Hoje completam 33 anos que aportei em Mato Grosso, vindo de Brasília. Gosto de recordar essas datas nem tanto pelo saudosismo, mas pela oportunidade de estabelecer comparações das transformações que pude assistir neste estado e nesse período.
Na verdade, quase não há o que comparar. Esses 33 anos representam séculos de transformação. A começar do estado que ainda incorporava a região do atual Mato Grosso do Sul. A população do último censo, de 1970, dava o Norte do estado como de 598 mil habitantes, que no censo de 1980, seria de 1.139.000.
Cuiabá, a cidade mais importante não passava de 100 mil habitantes, pelo censo de 1970. Era realmente uma cidade pequena e provinciana, com a marca de ser a capital. Tinha um charme construído ao longo da História, com altos e baixos próprios dos ciclos de cidades e de países. O Palácio Paiaguás, recente sede do governo estadual era um lugar distante e isolado da cidade. As ruas e avenidas de Cuiabá eram plácidas e tranqüilas. Morei numa república na Rua Pedro Celestino, com as janelas abertas. Não se falava em violência e nem em insegurança. As pessoas eram extremamente amáveis e dóceis.
Do linguajar ao fazer, tudo corria placidamente. Havia um senso de bem viver que o tempo foi engolindo, até chegar daquela bucólica Cuiabá de 1976 à atual, trepidante e inquieta. Viajar a Cáceres, era uma aventura na seca e no inverno. Ir a Porto Velho, quase impraticável nas chuvas. Mas ir a Sinop ou a Alta Floresta, era outra aventura difícil na seca e impossível nas chuvas. Mas isso não impediu que o nortão de Mato Grosso fosse povoado, abertas cidades e criando quase uma civilização amazônica. Ainda que muita gente tenha morrido nessa epopéia. O mesmo se deu nas demais regiões.

▶ REGISTROS
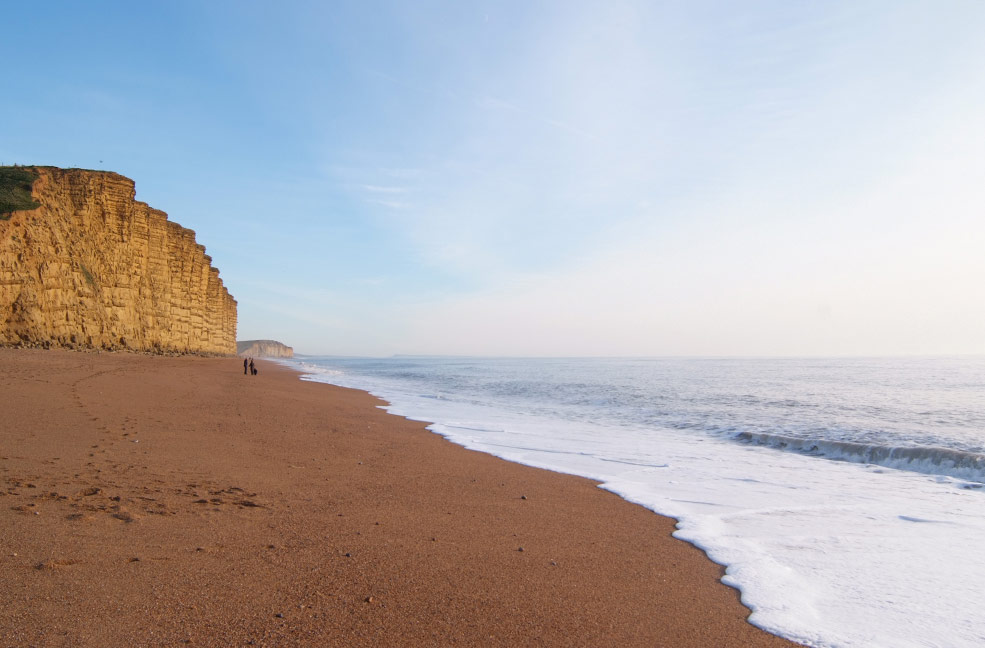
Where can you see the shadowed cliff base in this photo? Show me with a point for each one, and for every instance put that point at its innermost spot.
(84, 265)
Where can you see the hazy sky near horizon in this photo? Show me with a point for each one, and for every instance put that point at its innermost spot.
(541, 178)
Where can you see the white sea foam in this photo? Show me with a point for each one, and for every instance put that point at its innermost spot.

▶ TAREFAS A REALIZAR
a - Responda com base no trecho sobre Mato Grosso:
(i) De qual cidade veio quem chegou a Mato Grosso há 33 anos?
(ii) Segundo o censo de 1970, Cuiabá não passava de quantos habitantes?
(iii) Em que rua ficava a república mencionada no trecho?
b - Escreva a continuação do trecho sobre Mato Grosso a partir da sua última frase.

▶ LISTA DE RESPOSTAS
a -
(i) Brasília.
(ii) 100 mil habitantes.
(iii) Rua Pedro Celestino.

b -
O estado inteiro, incluindo o Sul, tinha em 1977, 13 mil carros emplacados no Detran. Como imaginar que hoje as cidades estariam entupidas de carros? A política era ainda bem definida em cima dos antigos partidos PSD, UDN e PTB, travestidos de PMDB e de Arena, pelo regime militar iniciado em 1964. Por debaixo da mesa as alas internas se cutucavam, motivadas pelas brigas quase ancestrais de grupos políticos. Porem, não posso negar: tudo muito civilizadamente.
Embora fosse a capital desde 1848, Cuiabá tinha a sua corte instalada no entorno do governo. Festas solenes regadas a uísque trazido da fronteira com o Paraguai, no Sul do estado. Peixe, piano, solenidades típicas da corte. Os ricos de então não seriam ricos hoje. Mas, a rigor, não havia riquezas extraordinárias. Pequena classe média e o estado era o maior empregador e comandava a vida da sociedade com as suas liturgias do poder.
Não posso negar, também, que se entrevia no exercício do poder um certo pudor com as coisas do estado. Não que houvesse xiitismo. Mas respeitava-se a chamada coisa pública com mais pudor. Extravios à parte, a liturgia do poder político impunha limites muito claros. Os nomes de família e a tradição política impediam exageros e corrupção desenfreada.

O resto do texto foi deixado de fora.